# What to do
Extract all lines that hold "shadow" from the records below.

Segment Start: Input data

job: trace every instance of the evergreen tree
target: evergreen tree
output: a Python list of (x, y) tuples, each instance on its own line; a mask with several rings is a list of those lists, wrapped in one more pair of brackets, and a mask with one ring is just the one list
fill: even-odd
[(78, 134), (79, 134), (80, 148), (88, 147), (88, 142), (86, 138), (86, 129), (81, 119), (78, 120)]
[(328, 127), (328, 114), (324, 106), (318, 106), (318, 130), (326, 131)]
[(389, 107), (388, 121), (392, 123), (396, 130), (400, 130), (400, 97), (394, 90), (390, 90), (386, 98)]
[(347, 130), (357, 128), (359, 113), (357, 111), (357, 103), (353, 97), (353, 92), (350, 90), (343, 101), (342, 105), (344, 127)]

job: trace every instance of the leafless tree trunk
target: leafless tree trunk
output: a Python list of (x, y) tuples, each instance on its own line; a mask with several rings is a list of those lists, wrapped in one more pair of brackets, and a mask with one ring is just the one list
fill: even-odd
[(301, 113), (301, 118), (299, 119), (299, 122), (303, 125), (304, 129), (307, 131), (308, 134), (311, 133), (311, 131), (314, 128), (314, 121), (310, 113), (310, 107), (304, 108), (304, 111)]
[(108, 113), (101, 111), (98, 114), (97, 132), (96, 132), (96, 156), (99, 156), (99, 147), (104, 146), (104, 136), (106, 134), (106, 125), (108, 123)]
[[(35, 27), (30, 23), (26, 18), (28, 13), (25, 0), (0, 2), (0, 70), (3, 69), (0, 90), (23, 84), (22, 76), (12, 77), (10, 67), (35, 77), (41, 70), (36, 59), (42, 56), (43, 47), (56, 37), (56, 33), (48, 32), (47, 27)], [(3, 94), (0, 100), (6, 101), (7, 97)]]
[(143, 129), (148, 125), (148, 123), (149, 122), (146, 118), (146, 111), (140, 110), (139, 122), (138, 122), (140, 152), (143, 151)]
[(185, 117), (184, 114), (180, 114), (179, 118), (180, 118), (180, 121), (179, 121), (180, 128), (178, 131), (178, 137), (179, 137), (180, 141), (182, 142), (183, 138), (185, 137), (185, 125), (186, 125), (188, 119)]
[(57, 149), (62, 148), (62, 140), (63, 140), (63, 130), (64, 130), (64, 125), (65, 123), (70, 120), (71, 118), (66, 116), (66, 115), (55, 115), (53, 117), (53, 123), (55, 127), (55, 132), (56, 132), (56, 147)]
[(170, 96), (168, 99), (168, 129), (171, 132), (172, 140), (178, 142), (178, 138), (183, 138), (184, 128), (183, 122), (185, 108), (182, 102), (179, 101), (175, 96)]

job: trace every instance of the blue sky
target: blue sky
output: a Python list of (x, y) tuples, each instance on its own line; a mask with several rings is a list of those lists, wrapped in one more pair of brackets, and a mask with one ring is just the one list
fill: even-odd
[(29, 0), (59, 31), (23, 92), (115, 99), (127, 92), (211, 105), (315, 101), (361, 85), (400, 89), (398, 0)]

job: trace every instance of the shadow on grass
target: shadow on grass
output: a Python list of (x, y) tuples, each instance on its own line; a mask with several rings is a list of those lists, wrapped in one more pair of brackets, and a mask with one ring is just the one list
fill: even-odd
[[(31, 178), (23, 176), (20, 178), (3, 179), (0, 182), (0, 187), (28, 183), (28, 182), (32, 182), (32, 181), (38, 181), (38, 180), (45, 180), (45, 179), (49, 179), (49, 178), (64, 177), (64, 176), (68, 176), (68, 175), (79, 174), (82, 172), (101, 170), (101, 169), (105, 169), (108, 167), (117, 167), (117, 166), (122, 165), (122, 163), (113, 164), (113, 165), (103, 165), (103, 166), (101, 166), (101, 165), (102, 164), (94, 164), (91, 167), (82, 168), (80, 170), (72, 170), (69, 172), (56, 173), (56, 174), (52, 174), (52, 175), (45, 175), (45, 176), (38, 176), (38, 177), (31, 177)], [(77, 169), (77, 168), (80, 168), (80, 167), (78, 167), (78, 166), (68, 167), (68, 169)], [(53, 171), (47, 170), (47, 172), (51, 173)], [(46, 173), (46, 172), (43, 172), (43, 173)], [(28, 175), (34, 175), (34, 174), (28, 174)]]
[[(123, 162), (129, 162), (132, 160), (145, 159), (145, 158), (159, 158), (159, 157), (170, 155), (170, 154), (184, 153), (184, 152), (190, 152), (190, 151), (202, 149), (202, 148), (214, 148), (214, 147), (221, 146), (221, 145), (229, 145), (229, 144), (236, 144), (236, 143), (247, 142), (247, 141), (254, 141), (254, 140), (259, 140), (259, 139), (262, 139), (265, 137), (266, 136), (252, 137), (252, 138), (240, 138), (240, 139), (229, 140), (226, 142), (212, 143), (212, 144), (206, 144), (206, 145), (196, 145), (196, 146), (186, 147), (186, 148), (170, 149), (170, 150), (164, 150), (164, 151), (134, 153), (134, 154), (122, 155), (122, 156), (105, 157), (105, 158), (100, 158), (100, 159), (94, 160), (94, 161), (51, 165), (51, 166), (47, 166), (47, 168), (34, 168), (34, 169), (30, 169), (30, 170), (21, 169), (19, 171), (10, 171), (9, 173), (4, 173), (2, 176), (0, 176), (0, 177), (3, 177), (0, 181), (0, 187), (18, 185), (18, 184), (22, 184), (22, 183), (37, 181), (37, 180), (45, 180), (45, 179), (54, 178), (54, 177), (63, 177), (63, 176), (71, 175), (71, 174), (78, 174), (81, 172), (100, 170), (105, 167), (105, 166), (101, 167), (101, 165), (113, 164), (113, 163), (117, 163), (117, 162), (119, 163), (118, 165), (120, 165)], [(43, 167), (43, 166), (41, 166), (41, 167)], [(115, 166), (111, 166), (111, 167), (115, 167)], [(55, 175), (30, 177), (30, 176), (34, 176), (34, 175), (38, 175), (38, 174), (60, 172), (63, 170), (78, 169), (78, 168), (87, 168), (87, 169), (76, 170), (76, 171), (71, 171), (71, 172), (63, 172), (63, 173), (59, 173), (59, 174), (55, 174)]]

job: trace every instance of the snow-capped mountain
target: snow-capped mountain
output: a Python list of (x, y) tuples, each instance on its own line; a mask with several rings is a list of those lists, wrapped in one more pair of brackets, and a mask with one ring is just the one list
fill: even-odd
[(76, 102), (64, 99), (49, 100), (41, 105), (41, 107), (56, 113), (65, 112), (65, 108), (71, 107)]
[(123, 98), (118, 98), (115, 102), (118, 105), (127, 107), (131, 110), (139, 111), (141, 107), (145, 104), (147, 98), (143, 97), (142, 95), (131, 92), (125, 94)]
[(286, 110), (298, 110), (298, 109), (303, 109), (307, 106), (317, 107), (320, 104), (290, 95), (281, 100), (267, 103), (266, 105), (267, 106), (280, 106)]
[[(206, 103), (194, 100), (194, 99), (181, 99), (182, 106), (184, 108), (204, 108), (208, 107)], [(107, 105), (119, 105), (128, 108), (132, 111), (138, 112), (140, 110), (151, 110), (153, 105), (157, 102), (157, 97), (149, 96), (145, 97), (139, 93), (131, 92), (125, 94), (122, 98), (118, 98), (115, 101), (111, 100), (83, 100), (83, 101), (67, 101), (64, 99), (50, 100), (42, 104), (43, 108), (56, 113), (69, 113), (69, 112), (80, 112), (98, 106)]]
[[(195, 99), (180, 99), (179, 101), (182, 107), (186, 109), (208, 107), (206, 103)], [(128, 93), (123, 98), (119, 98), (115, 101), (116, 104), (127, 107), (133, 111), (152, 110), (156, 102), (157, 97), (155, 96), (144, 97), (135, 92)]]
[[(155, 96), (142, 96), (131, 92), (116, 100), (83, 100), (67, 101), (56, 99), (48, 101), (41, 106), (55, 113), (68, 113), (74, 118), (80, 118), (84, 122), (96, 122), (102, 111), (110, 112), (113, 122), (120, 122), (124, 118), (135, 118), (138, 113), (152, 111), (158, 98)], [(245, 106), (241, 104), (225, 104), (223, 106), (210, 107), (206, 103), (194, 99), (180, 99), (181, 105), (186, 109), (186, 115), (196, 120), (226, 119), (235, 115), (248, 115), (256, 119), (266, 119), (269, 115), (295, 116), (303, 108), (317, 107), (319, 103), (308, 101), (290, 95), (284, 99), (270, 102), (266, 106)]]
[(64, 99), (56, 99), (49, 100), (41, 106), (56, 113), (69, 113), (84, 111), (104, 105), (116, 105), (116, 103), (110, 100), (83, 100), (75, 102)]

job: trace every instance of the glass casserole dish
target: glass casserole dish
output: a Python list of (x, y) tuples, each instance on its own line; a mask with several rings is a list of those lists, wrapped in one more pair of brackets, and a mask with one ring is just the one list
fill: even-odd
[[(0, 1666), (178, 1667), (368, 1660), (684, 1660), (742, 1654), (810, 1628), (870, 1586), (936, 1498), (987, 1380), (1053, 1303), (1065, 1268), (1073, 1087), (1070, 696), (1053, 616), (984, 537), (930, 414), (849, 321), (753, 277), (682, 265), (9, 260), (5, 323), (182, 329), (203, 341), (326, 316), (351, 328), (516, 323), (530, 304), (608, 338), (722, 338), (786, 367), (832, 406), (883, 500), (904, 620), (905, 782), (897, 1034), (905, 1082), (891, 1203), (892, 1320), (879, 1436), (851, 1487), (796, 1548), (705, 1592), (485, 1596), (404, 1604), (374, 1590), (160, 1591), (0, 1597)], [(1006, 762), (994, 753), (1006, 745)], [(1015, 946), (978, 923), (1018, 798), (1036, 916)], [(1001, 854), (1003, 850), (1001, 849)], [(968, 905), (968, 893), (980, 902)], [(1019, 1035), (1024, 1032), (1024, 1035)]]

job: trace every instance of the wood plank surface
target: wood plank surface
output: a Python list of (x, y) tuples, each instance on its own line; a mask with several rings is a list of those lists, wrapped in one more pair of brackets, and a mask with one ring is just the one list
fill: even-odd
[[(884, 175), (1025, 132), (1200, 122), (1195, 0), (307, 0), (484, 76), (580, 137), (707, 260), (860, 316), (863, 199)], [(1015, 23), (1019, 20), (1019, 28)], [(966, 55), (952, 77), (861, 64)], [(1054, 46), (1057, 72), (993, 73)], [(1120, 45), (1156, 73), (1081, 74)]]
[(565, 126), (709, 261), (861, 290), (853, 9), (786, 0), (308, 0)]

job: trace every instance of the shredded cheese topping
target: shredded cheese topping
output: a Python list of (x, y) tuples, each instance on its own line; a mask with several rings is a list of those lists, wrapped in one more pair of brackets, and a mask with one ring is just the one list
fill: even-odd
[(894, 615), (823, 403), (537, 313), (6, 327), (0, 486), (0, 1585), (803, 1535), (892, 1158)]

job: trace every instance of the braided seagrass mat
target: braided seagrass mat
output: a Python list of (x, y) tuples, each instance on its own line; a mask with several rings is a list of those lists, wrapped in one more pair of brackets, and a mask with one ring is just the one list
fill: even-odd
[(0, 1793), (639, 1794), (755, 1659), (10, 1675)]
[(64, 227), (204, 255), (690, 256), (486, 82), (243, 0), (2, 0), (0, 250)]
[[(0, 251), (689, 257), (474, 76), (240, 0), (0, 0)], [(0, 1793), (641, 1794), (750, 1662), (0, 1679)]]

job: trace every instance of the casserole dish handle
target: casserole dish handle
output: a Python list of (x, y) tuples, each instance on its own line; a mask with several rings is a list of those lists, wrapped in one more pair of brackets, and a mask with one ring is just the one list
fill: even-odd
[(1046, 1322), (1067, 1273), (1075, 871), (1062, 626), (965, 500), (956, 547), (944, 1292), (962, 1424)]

Segment End: Input data

# Answer to this problem
job: trace every instance of the shadow on grass
target: shadow on grass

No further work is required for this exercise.